Carême en Guadeloupe : entre religion, quimbois et autres croyances occultes
Les pratiques magico-religieuses toujours prégnantes dans notre société ne semblent pas faire relâche durant le temps liturgique du carême. Bien au contraire. De quoi faire réfléchir.
« Ce carême sera dur, lourd et éprouvant ». C’est le père Jonas, curé de la paroisse du Gosier dont l’église a été la cible d’un vandale déséquilibré en début de semaine qui l’affirmait devant ses fidèles, lors de l’office du 18 février dernier, qui marquait le premier dimanche de ce temps de pénitence de 40 jours chez les catholiques. Il ne croyait pas si bien dire. 48 heures après, l’église de la commune était vandalisée par un homme de 43 ans, déséquilibré et affirmant avoir agi pour le compte du démon. L’individu, interné depuis à l’hôpital psychiatrique de Montéran à Saintt-Claude, avait aussi saccagé plusieurs sépultures du cimetière jouxtant le lieu de culte.
Pourquoi vouloir faire un lien avec le magico-religieux, puisque l’homme en question était en pleine de crise de démence ? S’interrogeront les plus cartésiens. Tandis que d’autres, plus sensibles à ces questions, y verront, sans doute, l’œuvre d’un individu, dont l’esprit dérangé à la base, aurait pu être possédé. Notre culture est quoi qu’on dise, baignée dans cette dualité, alimentée par toutes formes d’interprétations au gré des croyances. Et la découverte d’un vieux cercueil – certes vide, mais tout de même - vendredi soir, déposé – ou abandonné - devant une case du quartier de Carénage, à Pointe-à-Pitre, rajoute à ce contexte mystique et questionne encore plus, s’il en était besoin, le rapport des guadeloupéens (mais l’on pourrait en dire autant de ressortissants haïtiens qui vivent en Guadeloupe) à ces pratiques occultes.
Période propice aux rituels magiques ou maléfiques ?

[Vos consignes]:
1. D'après le texte sur le carême en Guadeloupe, devant quoi le vieux cercueil a-t-il été trouvé vendredi soir ?
2. Reprenez le texte sur le carême en Guadeloupe là où il s'arrête.
Les données n'ont aucun rôle à jouer ici.

[Informations extraites]:
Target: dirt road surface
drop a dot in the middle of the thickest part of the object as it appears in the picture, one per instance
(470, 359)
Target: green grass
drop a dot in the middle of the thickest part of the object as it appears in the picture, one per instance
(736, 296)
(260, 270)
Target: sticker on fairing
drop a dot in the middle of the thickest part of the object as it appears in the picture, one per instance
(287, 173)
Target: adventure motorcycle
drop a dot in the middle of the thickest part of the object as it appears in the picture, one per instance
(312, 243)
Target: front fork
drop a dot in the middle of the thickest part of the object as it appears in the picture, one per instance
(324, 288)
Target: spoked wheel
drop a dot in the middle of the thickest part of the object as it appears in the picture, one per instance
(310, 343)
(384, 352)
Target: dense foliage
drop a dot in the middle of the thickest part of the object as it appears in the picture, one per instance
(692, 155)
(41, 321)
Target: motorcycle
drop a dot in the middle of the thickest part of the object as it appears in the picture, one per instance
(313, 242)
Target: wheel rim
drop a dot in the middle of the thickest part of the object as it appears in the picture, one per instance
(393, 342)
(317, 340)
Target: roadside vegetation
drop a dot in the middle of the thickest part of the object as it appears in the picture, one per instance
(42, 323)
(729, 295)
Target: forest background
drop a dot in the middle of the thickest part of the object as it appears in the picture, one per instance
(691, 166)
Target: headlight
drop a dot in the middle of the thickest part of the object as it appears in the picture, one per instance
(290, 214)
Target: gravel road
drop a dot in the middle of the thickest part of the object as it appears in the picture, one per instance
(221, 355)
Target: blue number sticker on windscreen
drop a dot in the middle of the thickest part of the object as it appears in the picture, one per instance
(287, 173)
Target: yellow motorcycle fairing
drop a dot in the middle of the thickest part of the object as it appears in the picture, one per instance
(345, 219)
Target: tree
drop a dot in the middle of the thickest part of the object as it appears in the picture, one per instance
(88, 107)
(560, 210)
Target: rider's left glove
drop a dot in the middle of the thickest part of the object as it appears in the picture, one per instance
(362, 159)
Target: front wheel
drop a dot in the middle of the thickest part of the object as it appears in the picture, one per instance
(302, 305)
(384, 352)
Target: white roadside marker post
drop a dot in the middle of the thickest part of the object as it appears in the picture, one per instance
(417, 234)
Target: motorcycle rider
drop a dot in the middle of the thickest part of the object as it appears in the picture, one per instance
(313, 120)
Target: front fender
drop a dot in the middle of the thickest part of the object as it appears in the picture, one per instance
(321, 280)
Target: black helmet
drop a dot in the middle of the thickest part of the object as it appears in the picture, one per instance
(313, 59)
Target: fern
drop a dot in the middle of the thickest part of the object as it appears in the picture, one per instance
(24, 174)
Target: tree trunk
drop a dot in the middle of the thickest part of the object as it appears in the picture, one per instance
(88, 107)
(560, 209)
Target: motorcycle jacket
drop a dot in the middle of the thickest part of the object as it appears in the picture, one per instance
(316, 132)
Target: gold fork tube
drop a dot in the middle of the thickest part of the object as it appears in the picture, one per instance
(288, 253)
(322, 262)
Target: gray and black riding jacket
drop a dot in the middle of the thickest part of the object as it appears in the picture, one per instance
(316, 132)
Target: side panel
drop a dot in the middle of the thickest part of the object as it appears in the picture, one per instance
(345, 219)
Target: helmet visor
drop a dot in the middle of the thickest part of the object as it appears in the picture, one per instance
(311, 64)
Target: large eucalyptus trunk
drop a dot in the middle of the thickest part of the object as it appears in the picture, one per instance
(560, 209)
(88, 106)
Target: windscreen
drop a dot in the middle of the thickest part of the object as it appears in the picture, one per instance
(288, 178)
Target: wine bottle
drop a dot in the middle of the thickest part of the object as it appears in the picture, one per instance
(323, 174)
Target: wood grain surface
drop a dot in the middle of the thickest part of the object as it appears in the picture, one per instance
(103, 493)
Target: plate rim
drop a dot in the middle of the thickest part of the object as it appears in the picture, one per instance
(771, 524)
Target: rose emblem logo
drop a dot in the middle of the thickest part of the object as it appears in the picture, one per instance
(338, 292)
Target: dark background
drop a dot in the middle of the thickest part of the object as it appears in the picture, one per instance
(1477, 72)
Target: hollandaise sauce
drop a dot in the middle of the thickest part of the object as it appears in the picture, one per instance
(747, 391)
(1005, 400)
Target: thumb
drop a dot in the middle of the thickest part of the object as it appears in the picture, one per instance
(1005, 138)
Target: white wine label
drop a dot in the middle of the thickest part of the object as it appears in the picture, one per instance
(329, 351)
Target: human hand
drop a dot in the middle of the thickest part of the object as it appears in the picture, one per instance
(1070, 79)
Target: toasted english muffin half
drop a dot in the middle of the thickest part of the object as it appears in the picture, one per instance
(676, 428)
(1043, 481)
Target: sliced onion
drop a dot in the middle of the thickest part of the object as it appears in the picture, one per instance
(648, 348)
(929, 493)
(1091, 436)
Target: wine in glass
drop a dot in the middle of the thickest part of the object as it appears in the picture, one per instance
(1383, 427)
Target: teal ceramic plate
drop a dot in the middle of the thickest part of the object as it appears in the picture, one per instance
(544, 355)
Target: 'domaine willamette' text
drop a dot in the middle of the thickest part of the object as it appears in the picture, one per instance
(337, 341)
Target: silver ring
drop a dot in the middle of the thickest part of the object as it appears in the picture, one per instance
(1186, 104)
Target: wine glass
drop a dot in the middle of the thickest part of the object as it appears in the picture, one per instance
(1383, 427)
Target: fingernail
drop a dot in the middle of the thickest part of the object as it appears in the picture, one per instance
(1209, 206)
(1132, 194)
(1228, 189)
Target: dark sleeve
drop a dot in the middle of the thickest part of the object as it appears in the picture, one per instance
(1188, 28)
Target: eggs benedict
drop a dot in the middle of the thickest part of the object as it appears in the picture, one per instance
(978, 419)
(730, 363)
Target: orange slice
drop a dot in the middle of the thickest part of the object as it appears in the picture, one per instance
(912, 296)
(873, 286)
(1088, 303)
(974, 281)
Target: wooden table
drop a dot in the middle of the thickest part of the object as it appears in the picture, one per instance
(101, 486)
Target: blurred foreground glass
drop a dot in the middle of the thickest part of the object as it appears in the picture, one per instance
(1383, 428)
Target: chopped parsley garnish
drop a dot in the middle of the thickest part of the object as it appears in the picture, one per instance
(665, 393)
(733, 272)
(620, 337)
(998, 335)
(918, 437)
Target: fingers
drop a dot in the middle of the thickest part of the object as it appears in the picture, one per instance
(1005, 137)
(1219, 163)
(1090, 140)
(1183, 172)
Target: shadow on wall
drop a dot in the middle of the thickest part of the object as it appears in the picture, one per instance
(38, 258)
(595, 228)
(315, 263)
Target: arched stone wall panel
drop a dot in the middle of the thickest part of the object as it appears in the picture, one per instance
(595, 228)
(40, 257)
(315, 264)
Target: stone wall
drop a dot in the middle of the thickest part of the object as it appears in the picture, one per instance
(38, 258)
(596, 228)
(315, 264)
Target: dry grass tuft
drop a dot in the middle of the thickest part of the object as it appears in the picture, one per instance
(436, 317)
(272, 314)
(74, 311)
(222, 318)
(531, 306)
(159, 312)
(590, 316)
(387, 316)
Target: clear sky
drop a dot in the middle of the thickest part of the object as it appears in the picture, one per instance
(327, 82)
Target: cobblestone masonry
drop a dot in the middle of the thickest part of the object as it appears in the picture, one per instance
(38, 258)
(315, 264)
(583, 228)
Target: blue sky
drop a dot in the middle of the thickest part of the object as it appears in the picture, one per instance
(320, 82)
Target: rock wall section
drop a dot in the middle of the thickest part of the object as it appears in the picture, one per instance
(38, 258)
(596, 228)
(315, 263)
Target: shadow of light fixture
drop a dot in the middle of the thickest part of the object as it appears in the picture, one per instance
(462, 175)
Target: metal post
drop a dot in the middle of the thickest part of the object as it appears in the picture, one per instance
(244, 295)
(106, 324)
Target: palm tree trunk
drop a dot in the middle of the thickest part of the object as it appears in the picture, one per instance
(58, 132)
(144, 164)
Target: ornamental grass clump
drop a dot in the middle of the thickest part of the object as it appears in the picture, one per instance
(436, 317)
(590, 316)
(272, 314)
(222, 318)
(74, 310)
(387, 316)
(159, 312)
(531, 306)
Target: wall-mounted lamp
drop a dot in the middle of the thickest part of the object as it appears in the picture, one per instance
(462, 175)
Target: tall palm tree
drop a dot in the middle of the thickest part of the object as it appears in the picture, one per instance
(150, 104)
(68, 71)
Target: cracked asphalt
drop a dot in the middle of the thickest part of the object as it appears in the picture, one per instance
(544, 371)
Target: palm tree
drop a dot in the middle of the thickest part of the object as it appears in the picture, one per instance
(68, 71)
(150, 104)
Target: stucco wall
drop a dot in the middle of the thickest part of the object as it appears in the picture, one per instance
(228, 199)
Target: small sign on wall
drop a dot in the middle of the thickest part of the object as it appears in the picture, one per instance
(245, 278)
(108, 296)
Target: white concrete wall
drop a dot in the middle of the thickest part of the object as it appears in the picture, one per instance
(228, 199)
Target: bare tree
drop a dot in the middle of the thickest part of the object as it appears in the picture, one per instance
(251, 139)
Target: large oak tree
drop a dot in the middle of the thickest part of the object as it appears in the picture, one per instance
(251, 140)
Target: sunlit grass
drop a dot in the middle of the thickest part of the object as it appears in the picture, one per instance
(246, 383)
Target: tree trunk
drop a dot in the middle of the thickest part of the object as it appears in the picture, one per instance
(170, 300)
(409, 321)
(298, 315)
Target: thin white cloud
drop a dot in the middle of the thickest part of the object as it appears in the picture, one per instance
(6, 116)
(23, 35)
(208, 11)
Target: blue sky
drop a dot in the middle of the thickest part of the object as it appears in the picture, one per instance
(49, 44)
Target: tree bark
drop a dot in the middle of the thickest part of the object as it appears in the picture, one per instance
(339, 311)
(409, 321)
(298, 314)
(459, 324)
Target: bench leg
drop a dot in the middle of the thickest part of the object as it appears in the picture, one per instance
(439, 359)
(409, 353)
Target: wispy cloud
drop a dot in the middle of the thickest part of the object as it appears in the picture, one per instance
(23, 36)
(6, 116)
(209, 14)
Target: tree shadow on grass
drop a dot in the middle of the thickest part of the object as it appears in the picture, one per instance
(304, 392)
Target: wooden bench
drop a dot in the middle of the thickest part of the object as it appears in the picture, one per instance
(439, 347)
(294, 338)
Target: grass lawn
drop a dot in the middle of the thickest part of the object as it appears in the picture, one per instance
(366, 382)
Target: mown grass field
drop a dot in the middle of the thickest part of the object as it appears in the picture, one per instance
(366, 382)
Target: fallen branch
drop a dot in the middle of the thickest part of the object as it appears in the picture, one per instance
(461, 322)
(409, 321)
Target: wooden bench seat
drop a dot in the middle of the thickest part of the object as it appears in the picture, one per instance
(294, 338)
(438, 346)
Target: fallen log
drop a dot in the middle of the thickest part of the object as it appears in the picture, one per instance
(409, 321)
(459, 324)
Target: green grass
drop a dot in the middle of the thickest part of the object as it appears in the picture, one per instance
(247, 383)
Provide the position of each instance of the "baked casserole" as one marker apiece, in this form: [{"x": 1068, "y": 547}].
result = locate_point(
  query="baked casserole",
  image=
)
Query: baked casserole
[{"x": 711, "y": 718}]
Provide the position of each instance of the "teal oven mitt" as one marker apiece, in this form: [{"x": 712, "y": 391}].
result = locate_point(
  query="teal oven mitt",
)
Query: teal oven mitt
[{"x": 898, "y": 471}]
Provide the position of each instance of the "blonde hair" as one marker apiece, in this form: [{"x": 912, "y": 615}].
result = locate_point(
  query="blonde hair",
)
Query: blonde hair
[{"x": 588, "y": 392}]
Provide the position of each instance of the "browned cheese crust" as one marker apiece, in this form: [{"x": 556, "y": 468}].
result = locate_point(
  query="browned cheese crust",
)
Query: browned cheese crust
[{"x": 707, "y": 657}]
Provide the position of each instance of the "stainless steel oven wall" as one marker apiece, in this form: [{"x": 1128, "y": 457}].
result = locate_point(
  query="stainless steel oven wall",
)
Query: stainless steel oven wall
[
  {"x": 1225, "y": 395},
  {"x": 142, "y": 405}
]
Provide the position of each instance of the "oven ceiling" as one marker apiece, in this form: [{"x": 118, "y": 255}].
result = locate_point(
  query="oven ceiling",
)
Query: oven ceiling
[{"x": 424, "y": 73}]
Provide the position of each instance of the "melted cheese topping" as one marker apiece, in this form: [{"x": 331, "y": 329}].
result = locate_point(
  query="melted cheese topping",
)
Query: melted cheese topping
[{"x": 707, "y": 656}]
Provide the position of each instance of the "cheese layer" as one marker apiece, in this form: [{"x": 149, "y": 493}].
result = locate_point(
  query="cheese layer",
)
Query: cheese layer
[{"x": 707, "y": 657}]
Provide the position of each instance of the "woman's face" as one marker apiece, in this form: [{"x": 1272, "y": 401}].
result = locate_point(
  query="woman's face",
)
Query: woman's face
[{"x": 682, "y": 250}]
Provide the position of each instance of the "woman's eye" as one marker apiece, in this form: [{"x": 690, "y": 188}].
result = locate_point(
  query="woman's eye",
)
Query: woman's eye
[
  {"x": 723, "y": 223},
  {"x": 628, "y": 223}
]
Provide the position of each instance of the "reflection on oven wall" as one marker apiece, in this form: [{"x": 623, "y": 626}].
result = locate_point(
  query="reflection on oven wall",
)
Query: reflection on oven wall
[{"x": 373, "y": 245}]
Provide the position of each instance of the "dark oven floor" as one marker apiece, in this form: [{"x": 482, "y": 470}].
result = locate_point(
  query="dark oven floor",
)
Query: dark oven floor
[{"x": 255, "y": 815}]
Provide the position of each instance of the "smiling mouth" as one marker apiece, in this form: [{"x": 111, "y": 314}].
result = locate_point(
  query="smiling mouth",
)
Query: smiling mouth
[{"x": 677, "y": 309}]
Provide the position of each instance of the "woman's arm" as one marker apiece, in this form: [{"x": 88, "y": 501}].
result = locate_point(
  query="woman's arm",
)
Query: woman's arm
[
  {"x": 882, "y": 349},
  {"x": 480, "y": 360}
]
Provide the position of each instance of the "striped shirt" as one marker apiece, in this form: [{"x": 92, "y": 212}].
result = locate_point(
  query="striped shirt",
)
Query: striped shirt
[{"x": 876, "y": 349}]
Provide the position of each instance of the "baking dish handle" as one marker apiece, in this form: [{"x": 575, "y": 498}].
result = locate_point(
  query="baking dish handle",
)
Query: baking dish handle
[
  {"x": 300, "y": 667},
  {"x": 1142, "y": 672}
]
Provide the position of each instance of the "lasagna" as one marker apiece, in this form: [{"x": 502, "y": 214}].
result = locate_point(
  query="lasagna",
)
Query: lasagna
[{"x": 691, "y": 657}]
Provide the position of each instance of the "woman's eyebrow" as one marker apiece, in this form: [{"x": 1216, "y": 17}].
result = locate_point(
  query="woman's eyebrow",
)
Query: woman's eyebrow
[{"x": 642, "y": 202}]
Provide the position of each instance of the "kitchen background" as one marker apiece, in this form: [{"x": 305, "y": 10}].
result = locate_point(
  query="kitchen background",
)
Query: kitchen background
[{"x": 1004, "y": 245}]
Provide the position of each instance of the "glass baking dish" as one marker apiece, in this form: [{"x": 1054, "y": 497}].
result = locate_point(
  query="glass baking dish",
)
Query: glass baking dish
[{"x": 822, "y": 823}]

[Corrigé de l'activité]:
1. Devant une case du quartier de Carénage, à Pointe-à-Pitre.

2.
Il n’est pas rare, plus encore durant cette période, disent les anciens, que l’actualité se fasse l’écho de drames sanglants, de morts violentes, d’accidents graves parfois inexpliqués et autres faits divers tragiques. Tandis que parallèlement, l’on découvre au petit matin, dans de nombreux carrefours, quatre-chemins, sens giratoires, mais aussi sur certaines plages et cimetières, des éléments matériels disposés à la suite de rituels réalisés pour obtenir des choses, se protéger de mauvais sorts et dans certains cas, invoquer le démon. Généralement, là encore selon les aînés, des poules noires sacrifiées, pattes attachées, sont utilisées à ces fins maléfiques, avant d’être déposées dans des croisements de routes. Et visiblement, pas de trêve de carême pour ces pratiques. Certains avis laissent à penser que ce temps de prière et de recueillement annule toute Sorcellerie. D’autres à contrario sont convaincus que durant ces 40 jours, les effets de ces rituels sont accélérés, accentués, voire décuplés. Ce sont là, les croyances véhiculées.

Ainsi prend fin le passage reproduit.